* [What you have to do]: Condense the paragraph of the patent excerpt that begins "However, in Patent Document 1" into a short bulleted list, keeping its main facts.

Problems to be Solved by the Invention

However, in Patent Document 1, there is merely disclosed a general configuration of the mobile station for demodulating/decoding both of the data transmission using the common reference symbol and the data transmission using the dedicated reference symbol. Further, in Patent Document 1, there, is no mention of use of the common reference symbol for the demodulation based on the dedicated reference symbol, and further, there is no mention of using the common reference symbol to acquire the channel estimation based on the dedicated reference symbol.
Further, the channel estimation method of Patent Document 2 is a channel estimation method for the base station device through the reverse link and further, it is necessary to use the dedicated reference signals received from a plurality of mobile stations, and hence there has been a problem in that the effects cannot be achieved unless the common reference signals and the dedicated reference signals are received from the plurality of mobile stations.

* [Dataset section]:
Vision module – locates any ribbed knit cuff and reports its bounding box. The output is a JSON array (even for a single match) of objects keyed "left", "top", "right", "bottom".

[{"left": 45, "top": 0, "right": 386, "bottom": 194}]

* [Task output]:
- Patent Document 1 discloses only a general mobile station configuration that demodulates/decodes both data transmission using the common reference symbol and data transmission using the dedicated reference symbol.
- It does not mention using the common reference symbol for demodulation based on the dedicated reference symbol.
- It does not mention using the common reference symbol to acquire channel estimation based on the dedicated reference symbol.